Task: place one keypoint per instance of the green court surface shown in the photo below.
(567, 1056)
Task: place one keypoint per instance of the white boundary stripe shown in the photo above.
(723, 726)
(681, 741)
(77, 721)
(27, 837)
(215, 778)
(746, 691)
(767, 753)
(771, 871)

Exercise requirements: What is needed is an exact transcription of every entry.

Problem solution:
Task: place one keypoint per instance of the green court surface shown in the photo below.
(567, 1056)
Task: place one keypoint per instance of the white boundary stripe shown in the photo above.
(723, 726)
(681, 741)
(77, 721)
(27, 837)
(215, 778)
(746, 691)
(767, 753)
(771, 871)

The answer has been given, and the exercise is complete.